▸ THE TASK
Reproduce word for word the full blog post below about camera, software and laptop compatibility problems before a trip.

▸ DOCUMENT EXTRACT
I consider myself an avid planner when it comes to my travels. Sometimes I would venture to say that I am a serious overplanner. So why I left checking that all of my electronic devices were compatible with each other until 2 days before I left is a bit of a mystery to me. But leave it I did, and here is why it turned into an EPIC FAIL.
- A few months ago I bought a new camera. I upgraded from a Canon EOS550D to a Canon EOS70D. I hadn’t actually downloaded any photos from it yet though. 2 days from departure I decided to give it a go. Turns out my version of my photo editing software, Adobe Lightroom 4.4, wasn’t compatible with my new camera. Fail #1. I had 2 options, upgrade to Lightroom 6 for $99 or download the free image converter Adobe DNG Converter to convert my photos, making them acceptable for Lightroom 4.4. I went with the first option.
- So I upgraded to Lightroom 6, paid, and installed it. Or attempted to install it. It wasn’t far into the process that I received an error message advising that Lightroom 6 required a 64 bit computer to run on. My little Asus Transformer was a 32 bit. Fail #2
- $99 down the drain, I attempted option 2, and downloaded the DNG Converter. Downloaded fine, watched an online tutorial on how to use it, so far so good. Logged into the converter and selected 7 photos to test the conversion. Converting, waiting, comverting, waiting. It took 3 minutes to convert a single photo. This was not going to work. There was no way I could work with software that took 3 minutes per photo, considering the thousands of photos I was likely to take. Fail #3
- Disheartened, and now into Sunday, the day before I was due to depart, I headed out to find a new laptop to take with me. At first I considered going Mac and getting a Macbook Air. I’ve never used a Mac before though, and didn’t fancy learning it on the fly while away. I also wasn’t sure that MS Office was compatible, and I have some pretty complex spreadsheets that I’ve created to track my budget. I ended up with a Microsoft Surface Pro 3, and what a beauty it is.

▸ RECORDS PROVIDED

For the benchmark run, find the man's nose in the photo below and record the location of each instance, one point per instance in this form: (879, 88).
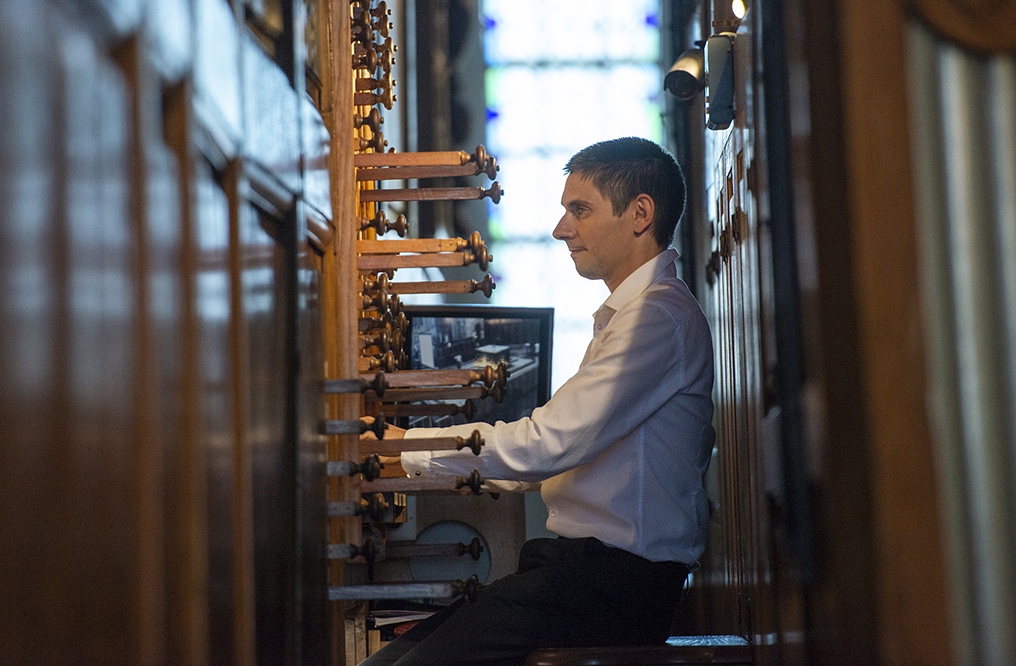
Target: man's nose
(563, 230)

--

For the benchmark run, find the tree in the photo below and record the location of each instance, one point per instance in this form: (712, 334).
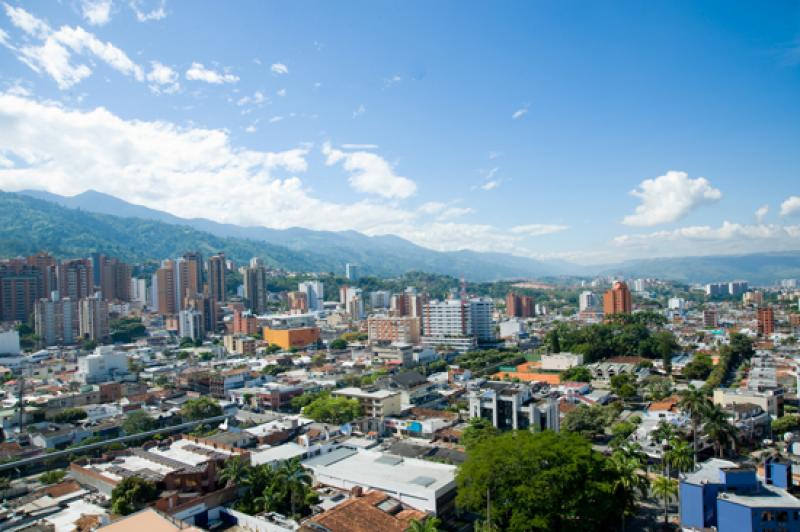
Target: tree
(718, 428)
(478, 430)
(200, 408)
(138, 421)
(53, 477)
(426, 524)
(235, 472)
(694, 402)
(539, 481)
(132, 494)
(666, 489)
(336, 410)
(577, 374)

▸ EXERCISE RESULT
I consider myself an avid planner when it comes to my travels. Sometimes I would venture to say that I am a serious overplanner. So why I left checking that all of my electronic devices were compatible with each other until 2 days before I left is a bit of a mystery to me. But leave it I did, and here is why it turned into an EPIC FAIL.
- A few months ago I bought a new camera. I upgraded from a Canon EOS550D to a Canon EOS70D. I hadn’t actually downloaded any photos from it yet though. 2 days from departure I decided to give it a go. Turns out my version of my photo editing software, Adobe Lightroom 4.4, wasn’t compatible with my new camera. Fail #1. I had 2 options, upgrade to Lightroom 6 for $99 or download the free image converter Adobe DNG Converter to convert my photos, making them acceptable for Lightroom 4.4. I went with the first option.
- So I upgraded to Lightroom 6, paid, and installed it. Or attempted to install it. It wasn’t far into the process that I received an error message advising that Lightroom 6 required a 64 bit computer to run on. My little Asus Transformer was a 32 bit. Fail #2
- $99 down the drain, I attempted option 2, and downloaded the DNG Converter. Downloaded fine, watched an online tutorial on how to use it, so far so good. Logged into the converter and selected 7 photos to test the conversion. Converting, waiting, comverting, waiting. It took 3 minutes to convert a single photo. This was not going to work. There was no way I could work with software that took 3 minutes per photo, considering the thousands of photos I was likely to take. Fail #3
- Disheartened, and now into Sunday, the day before I was due to depart, I headed out to find a new laptop to take with me. At first I considered going Mac and getting a Macbook Air. I’ve never used a Mac before though, and didn’t fancy learning it on the fly while away. I also wasn’t sure that MS Office was compatible, and I have some pretty complex spreadsheets that I’ve created to track my budget. I ended up with a Microsoft Surface Pro 3, and what a beauty it is.